| TASK OBJECTIVE |
Copy every line of the entries below word for word, leaving out the pictures.

| INPUT MATERIAL |
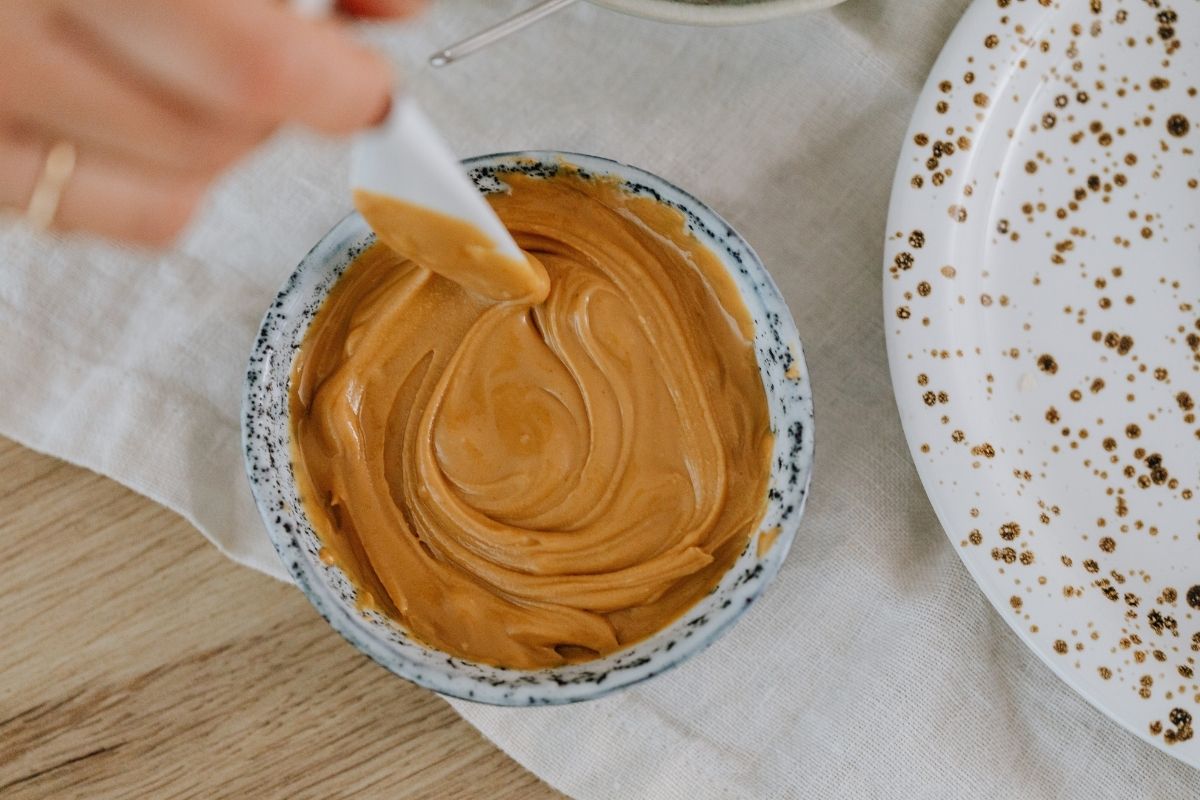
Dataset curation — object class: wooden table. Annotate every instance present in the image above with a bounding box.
[0,438,560,800]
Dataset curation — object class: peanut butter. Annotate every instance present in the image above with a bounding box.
[290,168,772,669]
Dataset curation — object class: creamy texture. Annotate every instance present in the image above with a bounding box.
[354,190,550,302]
[292,168,772,669]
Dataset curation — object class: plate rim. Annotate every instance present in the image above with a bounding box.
[881,0,1200,768]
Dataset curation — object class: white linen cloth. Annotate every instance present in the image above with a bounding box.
[0,0,1200,800]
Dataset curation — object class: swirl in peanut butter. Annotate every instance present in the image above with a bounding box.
[292,168,772,669]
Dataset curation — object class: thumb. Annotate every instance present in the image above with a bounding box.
[337,0,426,18]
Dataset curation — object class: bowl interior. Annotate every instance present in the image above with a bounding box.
[242,151,812,705]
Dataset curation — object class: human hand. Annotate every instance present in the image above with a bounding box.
[0,0,424,245]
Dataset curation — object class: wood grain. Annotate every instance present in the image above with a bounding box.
[0,439,562,800]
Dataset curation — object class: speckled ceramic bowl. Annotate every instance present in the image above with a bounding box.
[592,0,842,25]
[242,151,812,705]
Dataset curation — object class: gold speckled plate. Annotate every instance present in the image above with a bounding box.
[883,0,1200,765]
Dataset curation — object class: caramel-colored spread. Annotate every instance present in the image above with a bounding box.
[354,190,550,302]
[290,168,772,669]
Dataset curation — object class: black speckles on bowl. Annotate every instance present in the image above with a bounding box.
[242,151,812,708]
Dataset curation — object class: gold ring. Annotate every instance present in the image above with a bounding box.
[25,142,76,230]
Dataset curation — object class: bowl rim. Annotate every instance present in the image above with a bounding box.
[592,0,845,25]
[241,150,815,706]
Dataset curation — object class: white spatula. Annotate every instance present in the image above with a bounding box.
[350,97,550,302]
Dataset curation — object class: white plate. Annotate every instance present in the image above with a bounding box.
[594,0,842,25]
[883,0,1200,765]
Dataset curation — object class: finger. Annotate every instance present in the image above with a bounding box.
[0,138,204,246]
[7,20,269,175]
[337,0,426,18]
[63,0,392,133]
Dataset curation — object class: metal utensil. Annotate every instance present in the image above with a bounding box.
[430,0,575,67]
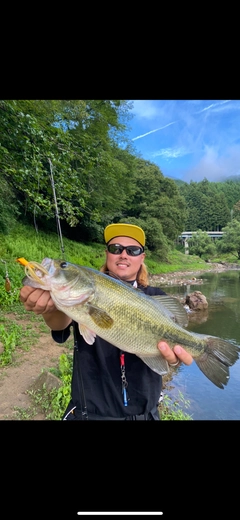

| WRITTEN ANSWER |
Dataset curation — object class: wooden table. Annotate every instance present in the image above with a bounding box.
[0,438,560,800]
Dataset curation — object class: peanut butter. Annotate every instance present in the image above with a bounding box.
[290,168,772,669]
Dataset curation — object class: creamy texture. Annotate every instance present in the image above with a bounding box.
[354,190,550,302]
[292,168,772,669]
Dataset curation — object class: plate rim. Annotate every instance present in the image above with a bounding box.
[881,0,1200,768]
Dataset curation — object class: white linen cloth. Annotate every instance present in the image above with a bounding box.
[0,0,1200,800]
Dataset curation — object class: swirl in peanut butter. Annotate every instance present in the image above with a bounding box.
[292,168,772,669]
Dataset curation — object class: thumb. Annotate every instance present in the image above with a bounding box.
[337,0,426,18]
Dataset curation — object class: bowl interior. Annotate every instance present in the image above with a bounding box.
[242,151,812,705]
Dataset curation — object class: human hand. Annotate every instance present in the image above with a bounding box.
[0,0,424,245]
Dataset curation — object class: wood grain. Annotate every instance present in the image above with a bounding box.
[0,439,562,800]
Dataset curation — object class: speckled ceramic bowl. Annotate every instance present in the image above with a bounding box.
[592,0,842,25]
[242,151,812,705]
Dataset curation — object class: gold speckled plate. Annotate every instance present in the image above with a bounding box.
[883,0,1200,765]
Dataset curation — object class: caramel-colored spread. Annotate every instance present in the image above with a bounding box.
[354,190,550,302]
[290,168,772,669]
Dataset curation — object class: black speckles on bowl. Annotate every instance present in the image above with a bounding box.
[242,151,812,708]
Dataset curation — object class: gold ring. Annotate every instance present in the image above with a bounding box.
[25,142,76,230]
Dataset curation — object class: bowl rim. Annotate every instance present in the image above with a bounding box.
[592,0,845,25]
[241,150,815,706]
Dataset curation — object class: white spatula. Annotate every instance present in the image above with a bounding box.
[350,97,550,302]
Dataset curation — object class: white plate. Annotate every instance present in the image above with a bounding box.
[594,0,842,25]
[883,0,1200,765]
Dataset curation — object class: finger. Annotate every instance present in the image above with a bounding box.
[0,138,204,246]
[7,20,269,175]
[337,0,426,18]
[63,0,392,133]
Dataset curation — object class: metal utensil. Annotate every instance present in the image above with a bounding box.
[430,0,575,67]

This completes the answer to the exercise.